If after each draw we replaced the balls (returning them to the bowl), each draw would be an independent event. Then the probability that each draw has 1 red and 1 blue would simply be (P(A) for one draw) raised to the power of 4, with P(A) = (4/8)*(4/7)*2 from the usual logic of “choose red first then blue or blue first then red.” But in a with-replacement scenario, each draw is from 8 total balls (4 red and 4 blue) each time, so the calculation changes. Specifically, the probability for a single draw to have 1 red and 1 blue (with replacement factoring in each pick) would be 4/8 * 4/8 * 2 = 1/2 * 1/2 * 2 = 1/2. Then for 4 independent draws, it would be (1/2)⁴ = 1/16.

What practical pitfalls do people encounter with problems like this?

Often, confusion arises when dealing with the difference between “with replacement” and “without replacement.” Another common pitfall is miscounting the ways to form pairs or sets of balls, especially forgetting that the order of draws matters but the order within each draw may not, or vice versa. A thorough approach with conditional probabilities (like we did here) usually avoids many combinatorial mistakes.

How would you simulate this process in Python?

You could do a Monte Carlo simulation by generating many random trials and approximating the probability:

import random

def simulate_draws(num_sim=10_000_000):
    import math
    success_count = 0
    for _ in range(num_sim):
        # Balls represented as 'R' or 'B' in a list
        bowl = ['R']*4 + ['B']*4
        random.shuffle(bowl)
        success = True
        # We do 4 draws, each of 2 balls
        for i in range(4):
            draw = bowl[2*i : 2*i + 2]
            # check if 1 red, 1 blue
            if draw.count('R') != 1 or draw.count('B') != 1:
                success = False
                break
        if success:
            success_count += 1
    return success_count / num_sim

prob_estimate = simulate_draws(100000)
print(prob_estimate)

- **WHAT YOU WILL DO**
**A)** Please rewrite the records starting at the line containing "For the evaluation set, locate the shirt" and ending at the last line of the records, replacing "drop a marker" with "place a point" and leaving everything else unchanged.
**B)** Extend the passage on drawing red and blue balls, picking up right after its final line.
The records are unrelated to the passage on drawing red and blue balls.

- **MATERIAL FOR THIS TASK**
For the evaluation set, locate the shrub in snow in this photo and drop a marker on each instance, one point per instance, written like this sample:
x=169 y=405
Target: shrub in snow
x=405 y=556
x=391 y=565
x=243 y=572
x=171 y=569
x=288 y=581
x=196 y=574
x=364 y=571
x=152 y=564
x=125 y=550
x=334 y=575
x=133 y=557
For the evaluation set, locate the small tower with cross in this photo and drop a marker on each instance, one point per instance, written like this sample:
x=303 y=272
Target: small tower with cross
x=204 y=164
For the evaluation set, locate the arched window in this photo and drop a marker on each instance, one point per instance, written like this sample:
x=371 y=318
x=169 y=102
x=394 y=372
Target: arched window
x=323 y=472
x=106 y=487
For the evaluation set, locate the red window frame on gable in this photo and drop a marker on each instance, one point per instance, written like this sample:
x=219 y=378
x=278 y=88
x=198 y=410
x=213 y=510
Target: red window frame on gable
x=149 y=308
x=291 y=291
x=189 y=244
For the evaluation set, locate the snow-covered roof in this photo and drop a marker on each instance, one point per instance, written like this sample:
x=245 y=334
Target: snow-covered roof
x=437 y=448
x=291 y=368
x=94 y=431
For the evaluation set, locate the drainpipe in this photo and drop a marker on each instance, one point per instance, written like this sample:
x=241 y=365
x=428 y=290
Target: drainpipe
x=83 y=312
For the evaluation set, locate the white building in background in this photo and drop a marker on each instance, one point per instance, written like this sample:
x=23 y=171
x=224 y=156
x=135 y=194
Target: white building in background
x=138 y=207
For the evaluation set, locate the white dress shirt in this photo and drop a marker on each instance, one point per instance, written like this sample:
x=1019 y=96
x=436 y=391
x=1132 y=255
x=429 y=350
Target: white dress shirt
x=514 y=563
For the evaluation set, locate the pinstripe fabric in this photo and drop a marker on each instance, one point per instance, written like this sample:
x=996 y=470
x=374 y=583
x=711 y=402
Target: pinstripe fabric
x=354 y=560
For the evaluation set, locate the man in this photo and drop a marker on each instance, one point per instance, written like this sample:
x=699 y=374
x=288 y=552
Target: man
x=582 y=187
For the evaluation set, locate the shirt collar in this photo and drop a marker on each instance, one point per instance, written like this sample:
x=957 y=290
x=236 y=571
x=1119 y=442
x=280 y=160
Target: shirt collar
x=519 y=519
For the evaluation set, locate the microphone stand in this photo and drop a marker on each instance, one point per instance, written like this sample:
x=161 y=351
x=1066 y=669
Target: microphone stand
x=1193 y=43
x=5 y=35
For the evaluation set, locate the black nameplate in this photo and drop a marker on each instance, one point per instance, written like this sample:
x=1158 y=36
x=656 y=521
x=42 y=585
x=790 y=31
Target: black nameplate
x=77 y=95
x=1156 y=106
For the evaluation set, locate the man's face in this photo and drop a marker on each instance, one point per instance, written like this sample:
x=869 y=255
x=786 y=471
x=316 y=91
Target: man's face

- **ANSWERS BY TASK**
**A)**
For the evaluation set, locate the shirt collar in this photo and place a point on each instance, one point per instance, written like this sample:
x=957 y=290
x=236 y=571
x=1119 y=442
x=280 y=160
Target: shirt collar
x=519 y=519
For the evaluation set, locate the microphone stand in this photo and place a point on each instance, one point per instance, written like this sample:
x=161 y=351
x=1066 y=669
Target: microphone stand
x=1193 y=43
x=5 y=35
For the evaluation set, locate the black nameplate in this photo and place a point on each instance, one point per instance, written like this sample:
x=1158 y=36
x=656 y=521
x=42 y=585
x=790 y=31
Target: black nameplate
x=77 y=95
x=1156 y=106
For the evaluation set, locate the man's face in this photo and place a point on each instance, one point per instance, written like this sample:
x=869 y=255
x=786 y=471
x=316 y=91
Target: man's face

**B)**
As num_sim grows large, the estimated probability should approach 8/35 ≈ 0.22857.

Such a simulation illustrates how to verify theoretical results in practice.

These strategies—conditional probability, combinatorial reasoning, and simulation—are common tools for tackling probability questions in data science and machine learning interviews.

Below are additional follow-up questions

If the problem asked for the probability that exactly 1 red and 1 blue ball occur in each draw, but we do not distinguish the order in which these four draws occur (i.e., the sequence of draws is not labeled), how would the approach change?

When the order of the four draws is not distinguished, we are treating the final outcome as a partition of the 8 balls into four unlabeled pairs. This changes the total ways to form pairs from the 8 balls, because we no longer count different permutations of the same set of pairs as distinct outcomes.

A common pitfall is that people still count each draw sequence as unique and then forget to account for the fact that labeling or ordering the draws inflates the total outcome space. To handle the unlabeled scenario:

Compute the total number of ways to split 8 distinct balls into 4 unlabeled pairs. This is the number of ways to form a set of 4 disjoint pairs from 8 distinct items. It is given by (8!)/(2!2!2!2! 4!) because 8! counts permutations of all balls, dividing by 2! for each pair accounts for the fact that the order within each pair is irrelevant, and dividing by an additional 4! accounts for the fact that the order among the four pairs is also irrelevant.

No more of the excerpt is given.